# Rating Audits



## u_no_me (Jun 27, 2014)

Ratings are important data that drivers have a financial interest in... to keep our jobs, to qualify for certain bonus programs, and - who knows - maybe even for priority ride assignment. But while drivers can verify where they've driven, when they've driven, and how much they've driven for through reports they receive, ratings are a black hole of information. We are expected to just trust that it is being done without error.

Is it unreasonable for the driver community to expect some form of independent audit of the data - statistical sampling and testing - to ensure that the system is working properly? 

Investors and regulators expect financial audits; drivers should expect at least a minimal audit of the ratings system to allow us confidence in the system that has significant financial implications. I'm sure this could be easily added to the scope of whatever firm conducts their financial audit.


----------



## BrianA (Aug 1, 2014)

Uber will budge only when the courts tell them.


----------



## Raider (Jul 25, 2014)

What if Uber controls the rating? Think about it, we drive for awhile, we get weary of things, we learn too much, we start to complain and want more..they dont want to deal with that, or pay to change it...what's the best thing to do? Terminate us, and hire new drivers...they don't know any better, until they catch on...then Uber commit genocide again, and start anew...

● **Extracted material**
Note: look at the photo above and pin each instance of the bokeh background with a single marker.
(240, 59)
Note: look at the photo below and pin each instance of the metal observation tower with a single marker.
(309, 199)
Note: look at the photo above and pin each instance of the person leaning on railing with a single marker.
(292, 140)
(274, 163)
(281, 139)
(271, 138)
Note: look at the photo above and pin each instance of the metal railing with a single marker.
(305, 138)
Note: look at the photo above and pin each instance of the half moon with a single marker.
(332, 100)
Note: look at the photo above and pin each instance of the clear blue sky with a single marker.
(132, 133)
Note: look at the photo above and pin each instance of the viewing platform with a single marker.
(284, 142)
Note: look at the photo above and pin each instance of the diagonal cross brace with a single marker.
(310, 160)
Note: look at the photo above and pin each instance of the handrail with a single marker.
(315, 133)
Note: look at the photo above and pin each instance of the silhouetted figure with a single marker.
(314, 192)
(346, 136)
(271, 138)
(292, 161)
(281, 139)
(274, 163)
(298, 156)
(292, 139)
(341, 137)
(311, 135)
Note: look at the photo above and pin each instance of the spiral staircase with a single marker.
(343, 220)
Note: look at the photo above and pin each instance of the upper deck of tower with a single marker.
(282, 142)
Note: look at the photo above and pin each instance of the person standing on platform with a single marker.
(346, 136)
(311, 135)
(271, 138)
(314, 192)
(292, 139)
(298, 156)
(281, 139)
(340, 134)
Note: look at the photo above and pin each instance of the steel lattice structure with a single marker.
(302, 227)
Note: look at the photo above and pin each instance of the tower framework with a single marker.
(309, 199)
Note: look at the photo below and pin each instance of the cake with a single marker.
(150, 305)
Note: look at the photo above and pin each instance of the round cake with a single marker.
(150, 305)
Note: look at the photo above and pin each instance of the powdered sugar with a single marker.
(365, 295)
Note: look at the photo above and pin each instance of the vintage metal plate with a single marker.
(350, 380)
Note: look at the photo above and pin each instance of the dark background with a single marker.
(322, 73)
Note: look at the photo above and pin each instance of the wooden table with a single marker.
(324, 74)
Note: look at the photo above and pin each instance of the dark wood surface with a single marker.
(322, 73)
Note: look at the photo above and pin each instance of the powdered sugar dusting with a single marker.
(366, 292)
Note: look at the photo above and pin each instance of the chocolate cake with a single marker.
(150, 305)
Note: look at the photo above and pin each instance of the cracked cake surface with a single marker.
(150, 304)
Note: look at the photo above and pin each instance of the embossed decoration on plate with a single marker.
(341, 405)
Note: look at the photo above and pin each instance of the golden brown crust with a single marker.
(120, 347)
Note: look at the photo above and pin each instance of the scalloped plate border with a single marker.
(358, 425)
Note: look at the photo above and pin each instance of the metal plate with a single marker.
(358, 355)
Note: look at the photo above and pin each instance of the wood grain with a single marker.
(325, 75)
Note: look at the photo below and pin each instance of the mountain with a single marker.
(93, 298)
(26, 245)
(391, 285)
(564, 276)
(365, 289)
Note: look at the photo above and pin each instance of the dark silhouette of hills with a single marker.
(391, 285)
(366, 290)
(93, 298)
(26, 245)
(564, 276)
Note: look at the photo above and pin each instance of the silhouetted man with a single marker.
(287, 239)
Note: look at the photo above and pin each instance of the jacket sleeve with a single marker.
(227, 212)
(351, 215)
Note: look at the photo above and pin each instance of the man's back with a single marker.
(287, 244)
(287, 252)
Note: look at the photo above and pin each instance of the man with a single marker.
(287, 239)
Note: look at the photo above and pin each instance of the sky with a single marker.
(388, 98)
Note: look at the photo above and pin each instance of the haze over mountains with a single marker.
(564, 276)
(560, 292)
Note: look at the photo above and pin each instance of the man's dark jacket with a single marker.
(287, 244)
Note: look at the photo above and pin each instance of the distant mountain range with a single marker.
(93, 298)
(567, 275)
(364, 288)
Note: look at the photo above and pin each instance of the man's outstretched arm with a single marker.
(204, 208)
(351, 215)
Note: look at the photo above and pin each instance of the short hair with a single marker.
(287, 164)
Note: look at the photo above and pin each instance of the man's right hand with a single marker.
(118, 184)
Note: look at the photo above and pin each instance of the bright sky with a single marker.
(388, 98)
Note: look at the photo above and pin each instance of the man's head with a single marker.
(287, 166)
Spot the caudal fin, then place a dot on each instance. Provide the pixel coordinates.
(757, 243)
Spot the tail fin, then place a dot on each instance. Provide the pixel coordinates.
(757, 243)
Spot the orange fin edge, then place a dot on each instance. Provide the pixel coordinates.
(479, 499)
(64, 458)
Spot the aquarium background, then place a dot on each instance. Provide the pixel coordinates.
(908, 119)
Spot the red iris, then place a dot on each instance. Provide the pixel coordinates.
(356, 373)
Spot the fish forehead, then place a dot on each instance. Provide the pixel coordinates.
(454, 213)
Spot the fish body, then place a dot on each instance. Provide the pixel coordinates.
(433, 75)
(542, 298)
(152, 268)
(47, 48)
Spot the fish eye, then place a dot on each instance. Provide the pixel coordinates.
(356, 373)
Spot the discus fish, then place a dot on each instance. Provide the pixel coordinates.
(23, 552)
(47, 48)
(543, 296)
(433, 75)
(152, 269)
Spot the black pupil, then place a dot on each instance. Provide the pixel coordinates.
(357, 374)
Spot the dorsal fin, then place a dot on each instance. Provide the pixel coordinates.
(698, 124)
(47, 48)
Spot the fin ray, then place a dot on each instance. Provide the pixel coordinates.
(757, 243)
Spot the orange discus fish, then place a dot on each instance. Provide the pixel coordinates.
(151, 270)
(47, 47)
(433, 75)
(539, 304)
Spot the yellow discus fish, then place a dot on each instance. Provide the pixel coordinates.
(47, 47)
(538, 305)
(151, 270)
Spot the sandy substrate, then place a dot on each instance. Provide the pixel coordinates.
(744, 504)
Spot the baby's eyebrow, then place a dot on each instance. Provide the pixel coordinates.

● **Required task 1**
Find each line in the listing that contains the word "railing" and copy those lines.
● **Required task 2**
Proceed with the forum thread on auditing driver ratings by continuing it from where it ends.

● **Task response 1**
Note: look at the photo above and pin each instance of the person leaning on railing with a single marker.
Note: look at the photo above and pin each instance of the metal railing with a single marker.

● **Task response 2**
I would love to see the rating system that is listed on each ride, or whatever comment a customer might have...so i know what to do and what not to do...but Uber doesn't show you any of that...


----------



## NightRider (Jul 23, 2014)

From uber's website. I don't recall ever seeing the ratings screen look like this (anyone else?) and their statement about "help[ing] drivers improve the Uber experience they deliver" would be great if they actually _did_ that.


----------



## Guest (Aug 17, 2014)

NightRider said:


> From uber's website. I don't recall ever seeing the ratings screen look like this (anyone else?) and their statement about "help[ing] drivers improve the Uber experience they deliver" would be great if they actually _did_ that.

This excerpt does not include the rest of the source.